> _DOCUMENT TEXT_

Why Is It We Believe The Negative Things People Say About Us?Aug 31, 2021
Why is it that as humans we allow negative comments or negative events to affect us and influence us so much more than a positive comment, compliment, or event?
Psychologists refer to this as negativity bias. “Our brains are wired to scout for the bad stuff” and fixate on the threat, says psychologist and author Rick Hanson
Negativity bias means that we feel the sting of a rebuke more powerfully than we feel the joy of praise. Not only do negative events and experiences imprint more quickly, but they also linger longer than positive ones. In other words, for a multitude of reasons including biology and chemistry, we’re more likely to register an insult or negative event than we are to take in a compliment or recall details of a happy event.
For example, you may be at a party having an amazing time and then suddenly someone bumps into you and you spill your red wine down you. You may end up remembering that day for the accident, categorizing your day as a negative experience even though the entire evening was actually positive. Or, you have just come out of the hairdressers with a new hairstyle, that you love. If you get 5 positive compliments and 1 negative comment you are more likely to fixate on that 1 negative opinion and in the future your thoughts about that hairstyle will be tainted by that one comment.
But the good news is that we can overcome this vicious circle of insecurity, anger and all the other negative emotions that follow.
The most important factor is not what other people say to us but how we talk to ourselves. It’s not the reviews we get from others but how we review ourselves.
Of course, it is important to take into consideration the opinions of those around us that we value and listen to what is being said, but it is how we interpret that information that is key. How we talk to ourselves about our experiences.
Being mindful of the perception we have of what is being said and how it is affecting our thoughts is crucial. Putting effort into truly focusing and valuing all the good and positive aspects of our life will help you overlook the negatives. If you challenge yourself to be mindful of your daily activities and thoughts, making a point to notice what is important and what isn’t, then you are more likely to have positive life experiences and even if you are facing a multitude of negative situations at a certain point in your life, if you can try to appreciate every positive moment, however small then you will start overriding that natural notion of negativity bias.

> _TASKS TO CARRY OUT_
**A)** According to the article on negativity bias, what is the most important factor in overcoming it?
**B)** Repeat the passage of the negativity bias article between "Psychologists refer to" and "a happy event.", inclusive.

(Dataset records)
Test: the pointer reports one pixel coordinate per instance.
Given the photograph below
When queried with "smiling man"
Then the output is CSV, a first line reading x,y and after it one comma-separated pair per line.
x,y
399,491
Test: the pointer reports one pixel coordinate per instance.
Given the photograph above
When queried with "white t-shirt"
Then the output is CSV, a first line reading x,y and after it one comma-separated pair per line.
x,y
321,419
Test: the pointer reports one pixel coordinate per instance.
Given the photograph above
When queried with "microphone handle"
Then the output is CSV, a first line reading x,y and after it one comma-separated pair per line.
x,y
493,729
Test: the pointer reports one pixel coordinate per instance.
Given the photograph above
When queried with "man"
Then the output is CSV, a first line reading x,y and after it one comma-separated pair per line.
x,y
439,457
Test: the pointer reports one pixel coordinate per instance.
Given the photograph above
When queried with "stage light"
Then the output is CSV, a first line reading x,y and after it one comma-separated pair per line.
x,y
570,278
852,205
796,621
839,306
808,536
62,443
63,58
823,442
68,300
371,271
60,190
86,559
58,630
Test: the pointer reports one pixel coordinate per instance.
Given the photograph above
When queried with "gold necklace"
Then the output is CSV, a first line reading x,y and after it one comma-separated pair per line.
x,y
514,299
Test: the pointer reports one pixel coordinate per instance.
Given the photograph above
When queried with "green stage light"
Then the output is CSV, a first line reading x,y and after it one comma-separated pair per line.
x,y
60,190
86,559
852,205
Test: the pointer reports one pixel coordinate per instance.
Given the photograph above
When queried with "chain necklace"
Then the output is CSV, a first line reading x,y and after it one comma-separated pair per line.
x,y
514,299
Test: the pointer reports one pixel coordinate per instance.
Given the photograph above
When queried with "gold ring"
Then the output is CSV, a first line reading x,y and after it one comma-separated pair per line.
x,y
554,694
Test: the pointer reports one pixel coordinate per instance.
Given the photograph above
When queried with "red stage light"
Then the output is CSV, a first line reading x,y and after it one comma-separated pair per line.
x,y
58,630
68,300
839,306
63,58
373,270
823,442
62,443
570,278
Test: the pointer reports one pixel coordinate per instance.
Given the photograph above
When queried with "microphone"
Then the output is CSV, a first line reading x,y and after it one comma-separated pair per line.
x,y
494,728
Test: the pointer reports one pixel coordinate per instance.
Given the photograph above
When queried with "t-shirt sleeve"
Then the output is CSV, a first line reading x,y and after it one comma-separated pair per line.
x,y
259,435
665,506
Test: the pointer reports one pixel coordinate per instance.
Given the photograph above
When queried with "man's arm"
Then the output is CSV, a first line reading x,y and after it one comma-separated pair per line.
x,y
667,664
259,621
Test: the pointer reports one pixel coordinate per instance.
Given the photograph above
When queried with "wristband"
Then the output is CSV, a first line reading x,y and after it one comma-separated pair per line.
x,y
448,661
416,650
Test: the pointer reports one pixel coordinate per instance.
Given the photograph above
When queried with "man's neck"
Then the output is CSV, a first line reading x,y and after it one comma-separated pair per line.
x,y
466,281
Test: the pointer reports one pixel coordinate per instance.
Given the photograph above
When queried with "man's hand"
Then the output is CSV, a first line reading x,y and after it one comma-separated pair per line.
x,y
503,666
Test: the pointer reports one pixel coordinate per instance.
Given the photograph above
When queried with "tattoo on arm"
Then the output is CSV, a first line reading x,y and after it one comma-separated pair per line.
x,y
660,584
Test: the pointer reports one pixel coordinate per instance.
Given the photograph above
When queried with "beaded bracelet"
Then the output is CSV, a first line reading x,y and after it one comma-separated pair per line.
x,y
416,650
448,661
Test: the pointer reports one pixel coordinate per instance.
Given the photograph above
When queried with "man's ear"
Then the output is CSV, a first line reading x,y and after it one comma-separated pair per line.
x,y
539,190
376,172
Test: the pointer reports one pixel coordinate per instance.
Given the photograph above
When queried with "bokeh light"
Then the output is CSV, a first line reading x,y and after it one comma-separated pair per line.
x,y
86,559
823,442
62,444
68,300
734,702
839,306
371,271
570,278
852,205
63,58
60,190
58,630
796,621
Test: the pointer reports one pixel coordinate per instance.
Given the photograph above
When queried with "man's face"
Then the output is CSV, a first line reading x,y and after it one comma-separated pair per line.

> _SOLUTIONS BY TASK_
**A)** The most important factor is not what other people say to us but how we talk to ourselves.

**B)**
Psychologists refer to this as negativity bias. “Our brains are wired to scout for the bad stuff” and fixate on the threat, says psychologist and author Rick Hanson
Negativity bias means that we feel the sting of a rebuke more powerfully than we feel the joy of praise. Not only do negative events and experiences imprint more quickly, but they also linger longer than positive ones. In other words, for a multitude of reasons including biology and chemistry, we’re more likely to register an insult or negative event than we are to take in a compliment or recall details of a happy event.